ABOUT THIS TASK:
Every line from the opening of the records to the line with "# one geojson" should be restated exactly, with both ends included and the pictures left out.
[Opening THE DATA section]
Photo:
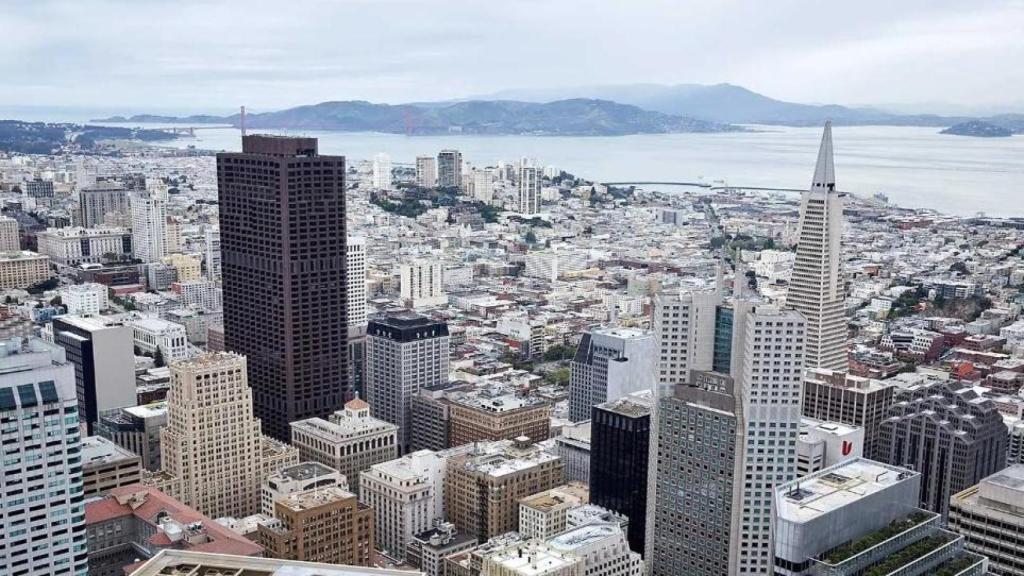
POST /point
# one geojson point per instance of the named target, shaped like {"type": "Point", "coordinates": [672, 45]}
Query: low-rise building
{"type": "Point", "coordinates": [107, 465]}
{"type": "Point", "coordinates": [298, 478]}
{"type": "Point", "coordinates": [990, 517]}
{"type": "Point", "coordinates": [325, 525]}
{"type": "Point", "coordinates": [23, 270]}
{"type": "Point", "coordinates": [351, 441]}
[Closing THE DATA section]
FINAL ANSWER:
Photo:
POST /point
# one geojson point per instance of the named target, shaped like {"type": "Point", "coordinates": [672, 45]}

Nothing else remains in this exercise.